(Position identification records)

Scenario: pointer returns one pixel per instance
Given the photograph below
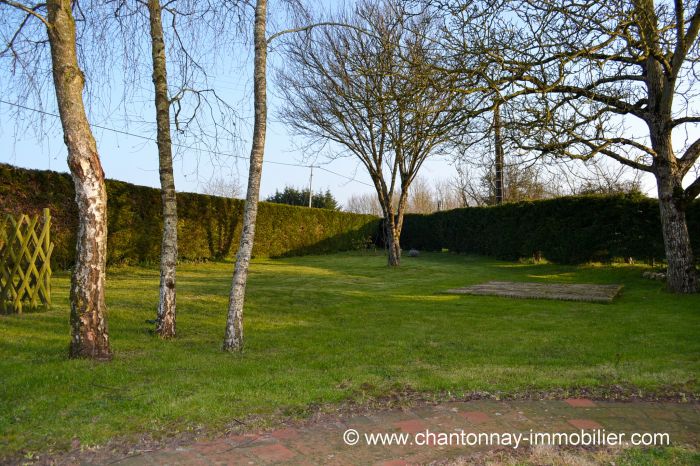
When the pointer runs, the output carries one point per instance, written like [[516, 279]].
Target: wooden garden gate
[[25, 263]]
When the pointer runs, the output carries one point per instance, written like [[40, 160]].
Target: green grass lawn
[[323, 329]]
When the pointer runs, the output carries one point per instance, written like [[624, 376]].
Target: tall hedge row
[[567, 230], [208, 226]]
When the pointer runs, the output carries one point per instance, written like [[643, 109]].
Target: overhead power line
[[182, 146]]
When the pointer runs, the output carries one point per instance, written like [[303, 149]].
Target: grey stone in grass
[[559, 291]]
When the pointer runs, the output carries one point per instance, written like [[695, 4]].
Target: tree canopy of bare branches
[[586, 76]]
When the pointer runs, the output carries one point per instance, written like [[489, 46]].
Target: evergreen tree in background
[[293, 196]]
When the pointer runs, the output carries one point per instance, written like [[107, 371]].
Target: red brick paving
[[411, 426], [580, 403], [476, 417], [584, 424], [322, 443]]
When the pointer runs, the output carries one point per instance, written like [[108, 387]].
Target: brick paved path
[[322, 442]]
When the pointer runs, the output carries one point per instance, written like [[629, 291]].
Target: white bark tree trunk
[[233, 340], [165, 321], [89, 334]]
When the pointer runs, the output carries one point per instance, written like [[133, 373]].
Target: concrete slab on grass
[[560, 291]]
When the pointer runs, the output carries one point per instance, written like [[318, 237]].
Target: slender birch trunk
[[681, 276], [165, 321], [233, 340], [89, 334], [498, 145]]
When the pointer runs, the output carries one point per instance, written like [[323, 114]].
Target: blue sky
[[134, 158]]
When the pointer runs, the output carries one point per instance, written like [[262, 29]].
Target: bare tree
[[223, 187], [89, 333], [372, 90], [233, 339], [190, 105], [587, 75]]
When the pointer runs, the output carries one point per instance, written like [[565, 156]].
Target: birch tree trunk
[[681, 276], [165, 321], [89, 334], [498, 145], [233, 340]]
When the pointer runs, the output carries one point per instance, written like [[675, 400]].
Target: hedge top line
[[208, 226]]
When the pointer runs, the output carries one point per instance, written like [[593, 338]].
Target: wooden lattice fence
[[25, 263]]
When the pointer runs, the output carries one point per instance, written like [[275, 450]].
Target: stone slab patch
[[559, 291]]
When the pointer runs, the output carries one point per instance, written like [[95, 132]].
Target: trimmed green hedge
[[568, 230], [208, 226]]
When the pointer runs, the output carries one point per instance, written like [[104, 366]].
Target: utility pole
[[311, 178]]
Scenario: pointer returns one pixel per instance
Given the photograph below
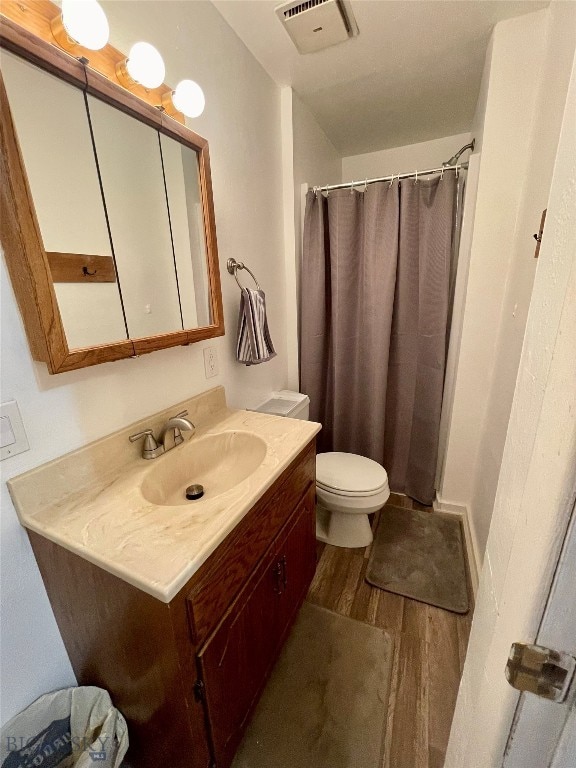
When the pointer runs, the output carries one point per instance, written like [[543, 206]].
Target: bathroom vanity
[[180, 611]]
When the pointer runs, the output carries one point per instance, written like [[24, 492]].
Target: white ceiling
[[412, 74]]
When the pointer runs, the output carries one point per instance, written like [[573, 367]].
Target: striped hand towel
[[254, 344]]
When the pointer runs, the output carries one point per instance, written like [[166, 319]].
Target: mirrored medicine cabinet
[[107, 214]]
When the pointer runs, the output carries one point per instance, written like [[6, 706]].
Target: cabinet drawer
[[220, 579]]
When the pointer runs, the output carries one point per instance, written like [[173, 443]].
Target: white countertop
[[90, 502]]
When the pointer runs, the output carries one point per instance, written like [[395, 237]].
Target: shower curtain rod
[[393, 176]]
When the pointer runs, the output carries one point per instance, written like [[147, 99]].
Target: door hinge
[[199, 694], [542, 671]]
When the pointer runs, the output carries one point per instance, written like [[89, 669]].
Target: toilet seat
[[350, 475]]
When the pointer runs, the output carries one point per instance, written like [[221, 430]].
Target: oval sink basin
[[218, 462]]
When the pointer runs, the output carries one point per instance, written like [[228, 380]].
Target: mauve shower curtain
[[374, 307]]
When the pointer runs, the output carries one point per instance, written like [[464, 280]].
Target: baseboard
[[440, 505]]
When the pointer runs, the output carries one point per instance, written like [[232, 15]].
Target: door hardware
[[543, 671]]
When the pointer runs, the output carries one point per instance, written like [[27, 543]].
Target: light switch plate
[[210, 362], [13, 438]]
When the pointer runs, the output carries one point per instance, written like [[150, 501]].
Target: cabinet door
[[238, 657]]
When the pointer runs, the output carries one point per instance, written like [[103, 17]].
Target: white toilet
[[348, 487]]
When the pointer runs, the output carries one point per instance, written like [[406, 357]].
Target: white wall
[[312, 160], [64, 412], [411, 157], [535, 493], [529, 65]]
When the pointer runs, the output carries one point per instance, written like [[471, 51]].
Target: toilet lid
[[349, 472]]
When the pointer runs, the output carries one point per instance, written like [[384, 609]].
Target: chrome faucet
[[153, 448]]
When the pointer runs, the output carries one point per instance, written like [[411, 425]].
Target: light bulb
[[188, 98], [145, 66], [84, 22]]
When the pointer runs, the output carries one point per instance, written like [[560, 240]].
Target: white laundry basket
[[72, 727]]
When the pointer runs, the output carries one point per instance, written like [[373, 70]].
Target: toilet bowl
[[348, 487]]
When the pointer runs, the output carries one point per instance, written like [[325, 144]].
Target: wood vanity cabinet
[[187, 674]]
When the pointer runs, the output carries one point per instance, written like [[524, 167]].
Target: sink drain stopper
[[194, 492]]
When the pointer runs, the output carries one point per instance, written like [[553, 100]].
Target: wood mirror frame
[[24, 250]]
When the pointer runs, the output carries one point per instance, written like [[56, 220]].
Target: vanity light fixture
[[187, 98], [81, 22], [144, 66]]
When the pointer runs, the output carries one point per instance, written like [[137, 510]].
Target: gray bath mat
[[420, 555], [325, 704]]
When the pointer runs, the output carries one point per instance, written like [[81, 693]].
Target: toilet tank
[[286, 403]]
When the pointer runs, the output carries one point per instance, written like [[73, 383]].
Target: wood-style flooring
[[429, 650]]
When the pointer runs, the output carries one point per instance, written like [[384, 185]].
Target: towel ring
[[233, 266]]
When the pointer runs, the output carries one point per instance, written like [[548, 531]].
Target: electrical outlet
[[210, 362]]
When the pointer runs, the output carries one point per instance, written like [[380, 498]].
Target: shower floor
[[429, 651]]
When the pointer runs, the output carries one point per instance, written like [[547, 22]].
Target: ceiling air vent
[[317, 24]]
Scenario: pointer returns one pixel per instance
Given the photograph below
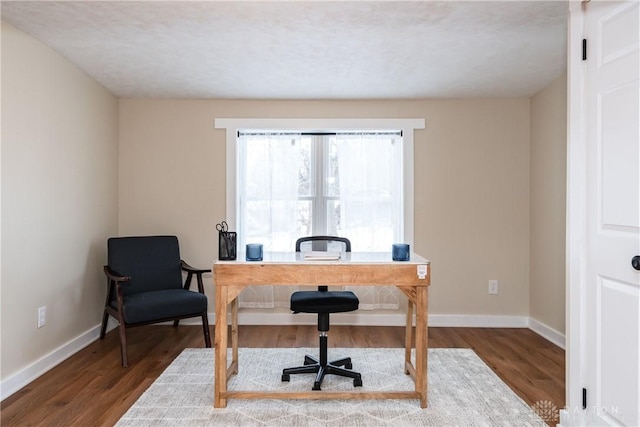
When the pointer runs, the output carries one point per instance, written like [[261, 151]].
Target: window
[[301, 184], [348, 177]]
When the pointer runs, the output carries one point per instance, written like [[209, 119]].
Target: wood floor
[[92, 389]]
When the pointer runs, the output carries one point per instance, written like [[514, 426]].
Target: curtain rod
[[266, 133]]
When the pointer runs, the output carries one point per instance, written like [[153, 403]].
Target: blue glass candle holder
[[400, 252], [254, 252]]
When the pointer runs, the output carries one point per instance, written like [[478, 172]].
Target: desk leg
[[421, 344], [408, 332], [220, 385], [234, 335]]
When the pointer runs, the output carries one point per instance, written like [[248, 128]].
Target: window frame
[[407, 126]]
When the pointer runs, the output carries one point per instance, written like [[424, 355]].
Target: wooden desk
[[355, 269]]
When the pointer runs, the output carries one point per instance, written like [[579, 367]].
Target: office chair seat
[[324, 302]]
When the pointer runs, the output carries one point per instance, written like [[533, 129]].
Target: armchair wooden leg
[[105, 320], [205, 327], [123, 344]]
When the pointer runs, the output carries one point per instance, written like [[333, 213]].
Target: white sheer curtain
[[268, 189], [360, 198], [371, 205]]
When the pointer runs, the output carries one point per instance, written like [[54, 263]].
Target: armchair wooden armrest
[[186, 267], [115, 276]]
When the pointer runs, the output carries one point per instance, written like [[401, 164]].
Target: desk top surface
[[345, 258]]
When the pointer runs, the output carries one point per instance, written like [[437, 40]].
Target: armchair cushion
[[163, 304], [152, 262]]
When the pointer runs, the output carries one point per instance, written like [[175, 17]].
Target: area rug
[[463, 391]]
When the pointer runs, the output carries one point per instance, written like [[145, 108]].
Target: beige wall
[[548, 200], [59, 198], [471, 197], [78, 166]]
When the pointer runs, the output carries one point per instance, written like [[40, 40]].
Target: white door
[[613, 213]]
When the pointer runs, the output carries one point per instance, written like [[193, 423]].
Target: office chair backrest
[[152, 262], [323, 243]]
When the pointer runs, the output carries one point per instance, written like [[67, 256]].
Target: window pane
[[307, 171], [332, 187]]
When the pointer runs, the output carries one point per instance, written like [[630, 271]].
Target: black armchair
[[323, 302], [144, 282]]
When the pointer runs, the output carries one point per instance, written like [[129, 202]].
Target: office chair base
[[313, 366]]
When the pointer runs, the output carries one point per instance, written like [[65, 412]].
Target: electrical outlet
[[493, 287], [42, 316]]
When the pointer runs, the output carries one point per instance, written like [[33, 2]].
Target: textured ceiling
[[305, 49]]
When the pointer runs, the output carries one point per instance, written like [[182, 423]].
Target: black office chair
[[144, 281], [324, 302]]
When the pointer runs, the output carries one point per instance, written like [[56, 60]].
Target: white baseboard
[[382, 319], [23, 377], [547, 333], [477, 321]]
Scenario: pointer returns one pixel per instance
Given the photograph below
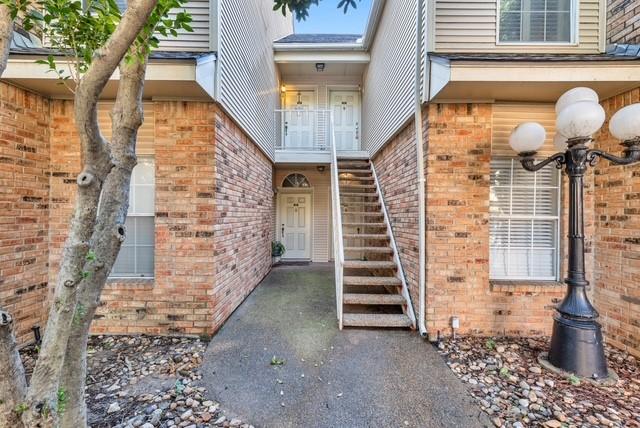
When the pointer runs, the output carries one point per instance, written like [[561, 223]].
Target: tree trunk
[[77, 271], [127, 118], [13, 384]]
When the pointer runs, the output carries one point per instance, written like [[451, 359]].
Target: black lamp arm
[[529, 163]]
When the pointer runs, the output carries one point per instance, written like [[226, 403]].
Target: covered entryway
[[324, 377]]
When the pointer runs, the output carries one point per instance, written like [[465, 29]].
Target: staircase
[[373, 289]]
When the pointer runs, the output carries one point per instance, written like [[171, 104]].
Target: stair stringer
[[409, 311]]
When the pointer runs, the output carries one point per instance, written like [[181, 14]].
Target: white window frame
[[515, 163], [132, 190], [575, 29]]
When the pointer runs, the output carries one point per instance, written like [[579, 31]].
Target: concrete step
[[390, 281], [376, 320], [369, 264], [377, 236], [377, 250], [373, 299]]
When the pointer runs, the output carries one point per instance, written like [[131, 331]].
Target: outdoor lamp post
[[576, 341]]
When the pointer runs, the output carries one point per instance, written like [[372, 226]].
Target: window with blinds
[[524, 222], [136, 258], [537, 21]]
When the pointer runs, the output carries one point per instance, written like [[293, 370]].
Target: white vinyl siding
[[388, 98], [472, 26], [248, 77], [525, 212], [537, 21], [136, 257], [200, 38]]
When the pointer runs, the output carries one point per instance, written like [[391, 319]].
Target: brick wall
[[213, 224], [243, 217], [396, 168], [623, 21], [617, 239], [24, 209], [458, 169]]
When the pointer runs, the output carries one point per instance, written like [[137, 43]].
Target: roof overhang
[[185, 79], [525, 81]]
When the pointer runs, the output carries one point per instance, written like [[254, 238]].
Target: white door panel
[[346, 119], [299, 125], [295, 227]]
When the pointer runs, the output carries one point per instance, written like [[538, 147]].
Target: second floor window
[[536, 21]]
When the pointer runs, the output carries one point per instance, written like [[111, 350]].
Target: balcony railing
[[301, 129]]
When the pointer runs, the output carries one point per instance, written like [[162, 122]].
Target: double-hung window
[[136, 258], [524, 222], [537, 21]]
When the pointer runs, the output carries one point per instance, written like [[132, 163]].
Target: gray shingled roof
[[624, 50], [320, 38]]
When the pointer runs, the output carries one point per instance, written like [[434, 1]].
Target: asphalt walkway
[[323, 377]]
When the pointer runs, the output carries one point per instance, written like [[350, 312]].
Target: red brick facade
[[396, 169], [213, 224], [623, 21], [24, 206], [617, 239]]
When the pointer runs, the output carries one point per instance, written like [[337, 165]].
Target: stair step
[[373, 264], [390, 281], [363, 213], [379, 250], [353, 171], [376, 320], [357, 224], [373, 299], [366, 236]]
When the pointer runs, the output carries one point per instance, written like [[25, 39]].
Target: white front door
[[295, 225], [346, 119], [299, 125]]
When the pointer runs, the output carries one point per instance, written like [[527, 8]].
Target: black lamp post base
[[577, 347]]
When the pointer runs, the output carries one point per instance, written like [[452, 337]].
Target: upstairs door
[[346, 119], [295, 225], [299, 120]]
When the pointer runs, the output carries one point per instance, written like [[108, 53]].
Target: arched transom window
[[295, 180]]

[Given problem]
Copy everything from the line containing "like [[104, 366]]." down to the line containing "[[412, 74]]", swapping "pointer" for "locator" and keeping all the rest as it is. Leave out the pictures.

[The result]
When the locator runs, the output carries one point per instance, written like [[104, 366]].
Target: utility pole
[[311, 178]]
Scenario: locator returns one pixel per instance
Given the photograph below
When the locator runs, the output carries one point per instance, written like [[543, 206]].
Target: bathroom vanity
[[180, 611]]
When the locator runs, the output carries one point per instance, written like [[24, 492]].
Target: white ceiling
[[412, 74]]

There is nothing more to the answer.